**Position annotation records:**

§ §

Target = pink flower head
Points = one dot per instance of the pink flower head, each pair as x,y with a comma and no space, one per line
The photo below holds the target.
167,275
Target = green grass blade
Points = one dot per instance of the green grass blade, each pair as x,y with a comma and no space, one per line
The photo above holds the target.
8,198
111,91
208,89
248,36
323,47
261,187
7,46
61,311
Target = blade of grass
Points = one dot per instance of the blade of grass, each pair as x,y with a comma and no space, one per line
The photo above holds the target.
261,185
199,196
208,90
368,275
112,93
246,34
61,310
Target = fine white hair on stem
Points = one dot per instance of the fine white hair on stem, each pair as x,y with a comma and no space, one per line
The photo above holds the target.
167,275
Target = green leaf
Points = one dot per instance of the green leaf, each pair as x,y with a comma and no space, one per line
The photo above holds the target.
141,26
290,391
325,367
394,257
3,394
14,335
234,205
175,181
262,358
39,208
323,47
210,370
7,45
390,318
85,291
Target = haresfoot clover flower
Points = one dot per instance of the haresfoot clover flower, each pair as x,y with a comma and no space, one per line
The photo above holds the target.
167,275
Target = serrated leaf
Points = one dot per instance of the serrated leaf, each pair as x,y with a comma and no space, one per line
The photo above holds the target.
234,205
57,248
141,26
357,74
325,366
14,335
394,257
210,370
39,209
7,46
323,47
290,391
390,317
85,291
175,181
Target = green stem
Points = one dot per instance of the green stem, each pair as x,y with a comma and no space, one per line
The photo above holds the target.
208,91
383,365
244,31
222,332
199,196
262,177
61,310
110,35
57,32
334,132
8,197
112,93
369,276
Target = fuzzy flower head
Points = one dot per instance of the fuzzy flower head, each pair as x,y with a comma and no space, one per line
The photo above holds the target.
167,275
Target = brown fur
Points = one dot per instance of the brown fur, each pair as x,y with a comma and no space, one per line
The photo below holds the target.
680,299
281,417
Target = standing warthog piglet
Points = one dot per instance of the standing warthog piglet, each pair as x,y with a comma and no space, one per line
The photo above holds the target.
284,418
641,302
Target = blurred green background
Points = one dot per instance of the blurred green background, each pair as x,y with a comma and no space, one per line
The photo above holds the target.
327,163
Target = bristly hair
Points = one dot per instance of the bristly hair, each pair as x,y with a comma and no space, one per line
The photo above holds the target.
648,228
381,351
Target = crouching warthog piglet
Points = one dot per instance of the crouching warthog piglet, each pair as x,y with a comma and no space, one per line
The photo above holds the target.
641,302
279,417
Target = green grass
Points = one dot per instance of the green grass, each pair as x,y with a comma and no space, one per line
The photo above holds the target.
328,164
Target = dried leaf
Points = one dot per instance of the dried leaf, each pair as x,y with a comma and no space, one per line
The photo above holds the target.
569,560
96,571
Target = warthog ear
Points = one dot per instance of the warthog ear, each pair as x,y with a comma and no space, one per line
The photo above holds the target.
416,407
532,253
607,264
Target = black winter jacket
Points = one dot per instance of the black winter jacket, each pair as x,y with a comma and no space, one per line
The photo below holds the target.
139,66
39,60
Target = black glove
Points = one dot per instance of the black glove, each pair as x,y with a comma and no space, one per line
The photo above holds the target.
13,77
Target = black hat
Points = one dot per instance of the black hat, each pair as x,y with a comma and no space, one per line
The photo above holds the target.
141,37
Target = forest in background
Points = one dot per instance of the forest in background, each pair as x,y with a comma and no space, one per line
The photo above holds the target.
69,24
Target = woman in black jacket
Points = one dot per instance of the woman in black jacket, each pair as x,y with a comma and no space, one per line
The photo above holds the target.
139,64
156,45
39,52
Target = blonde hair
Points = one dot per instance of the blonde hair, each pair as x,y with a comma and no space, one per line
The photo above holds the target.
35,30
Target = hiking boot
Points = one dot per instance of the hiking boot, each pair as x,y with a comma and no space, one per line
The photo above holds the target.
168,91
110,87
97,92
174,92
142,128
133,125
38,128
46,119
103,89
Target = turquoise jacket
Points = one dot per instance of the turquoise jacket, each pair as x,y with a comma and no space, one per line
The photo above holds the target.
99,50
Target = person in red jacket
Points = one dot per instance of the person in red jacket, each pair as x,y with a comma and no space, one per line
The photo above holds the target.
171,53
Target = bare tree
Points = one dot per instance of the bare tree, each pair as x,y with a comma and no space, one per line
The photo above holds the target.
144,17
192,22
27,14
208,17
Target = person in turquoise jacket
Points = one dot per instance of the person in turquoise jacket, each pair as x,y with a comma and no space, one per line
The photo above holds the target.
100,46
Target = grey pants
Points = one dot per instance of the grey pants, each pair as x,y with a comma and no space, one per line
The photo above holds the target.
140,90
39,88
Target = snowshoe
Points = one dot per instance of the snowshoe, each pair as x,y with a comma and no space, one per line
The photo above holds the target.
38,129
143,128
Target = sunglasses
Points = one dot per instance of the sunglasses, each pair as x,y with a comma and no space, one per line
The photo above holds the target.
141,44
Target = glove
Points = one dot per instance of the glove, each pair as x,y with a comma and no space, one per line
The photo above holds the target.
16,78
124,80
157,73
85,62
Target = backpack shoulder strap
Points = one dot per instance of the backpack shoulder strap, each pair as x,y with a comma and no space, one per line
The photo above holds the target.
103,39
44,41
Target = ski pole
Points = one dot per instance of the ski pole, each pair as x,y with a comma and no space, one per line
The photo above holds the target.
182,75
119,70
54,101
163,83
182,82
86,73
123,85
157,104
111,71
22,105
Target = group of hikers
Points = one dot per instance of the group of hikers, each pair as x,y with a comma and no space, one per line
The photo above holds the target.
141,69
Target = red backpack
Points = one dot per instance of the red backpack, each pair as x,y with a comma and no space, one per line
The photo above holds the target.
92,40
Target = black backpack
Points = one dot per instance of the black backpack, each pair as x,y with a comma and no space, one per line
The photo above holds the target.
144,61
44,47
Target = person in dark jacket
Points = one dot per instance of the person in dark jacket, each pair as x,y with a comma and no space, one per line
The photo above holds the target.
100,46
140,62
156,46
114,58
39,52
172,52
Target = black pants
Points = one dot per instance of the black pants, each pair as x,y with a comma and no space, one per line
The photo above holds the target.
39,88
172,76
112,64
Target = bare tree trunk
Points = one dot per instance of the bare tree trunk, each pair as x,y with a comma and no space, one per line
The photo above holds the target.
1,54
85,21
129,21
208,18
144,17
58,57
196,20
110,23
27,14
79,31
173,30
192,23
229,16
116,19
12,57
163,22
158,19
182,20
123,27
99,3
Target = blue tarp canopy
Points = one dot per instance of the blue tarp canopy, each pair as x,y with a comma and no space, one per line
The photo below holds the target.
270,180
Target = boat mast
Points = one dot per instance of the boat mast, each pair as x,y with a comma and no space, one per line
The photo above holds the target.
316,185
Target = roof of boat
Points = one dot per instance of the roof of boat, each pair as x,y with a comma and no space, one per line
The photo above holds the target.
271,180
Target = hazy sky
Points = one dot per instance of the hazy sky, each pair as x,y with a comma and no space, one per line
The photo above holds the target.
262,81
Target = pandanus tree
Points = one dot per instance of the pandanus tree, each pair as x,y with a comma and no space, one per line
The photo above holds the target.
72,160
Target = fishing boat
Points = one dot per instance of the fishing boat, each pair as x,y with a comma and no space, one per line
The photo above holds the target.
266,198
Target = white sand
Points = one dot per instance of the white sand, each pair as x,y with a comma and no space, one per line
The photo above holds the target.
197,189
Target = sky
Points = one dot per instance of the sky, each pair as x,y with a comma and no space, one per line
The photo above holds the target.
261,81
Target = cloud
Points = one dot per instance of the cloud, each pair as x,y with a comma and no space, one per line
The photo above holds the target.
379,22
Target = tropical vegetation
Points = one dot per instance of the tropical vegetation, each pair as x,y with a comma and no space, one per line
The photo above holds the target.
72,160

§ §

**Problem to work on:**
Rewrite the lines starting at the one containing "Target = white sand" and ending at the end of the records, putting "mark" in place of "dot" and leaving everything else as it is. Give only those lines.

**Answer to the task:**
Target = white sand
Points = one mark per instance of the white sand, each pair as x,y with a comma and no space, one per line
The photo above holds the target.
197,189
Target = sky
Points = one mark per instance of the sky, each pair as x,y with a comma and no space, one per line
The photo above holds the target.
261,81
Target = cloud
Points = one mark per instance of the cloud, each pair as x,y with a comma and no space, one per line
The photo above holds the target.
379,22
Target = tropical vegetation
Points = one mark per instance of the tropical vegetation, each pair as x,y with a comma and no space, one per line
The photo above holds the target.
72,160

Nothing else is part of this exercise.